Work order: Write out the data word for word and drop any picture you find.

_____

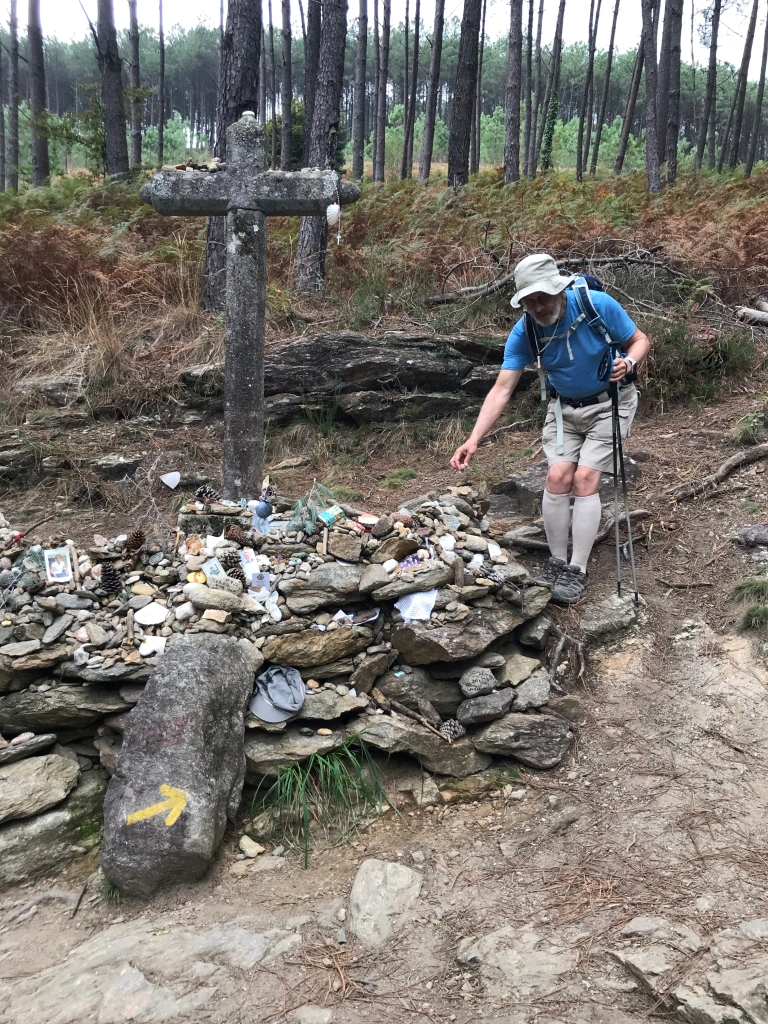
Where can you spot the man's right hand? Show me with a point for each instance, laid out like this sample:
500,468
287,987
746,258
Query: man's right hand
463,455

_____

Task response:
Where can you spot the man's right hand? Show me with a point for each instance, laid out like this sample:
500,468
287,987
746,258
Query: man's right hand
463,455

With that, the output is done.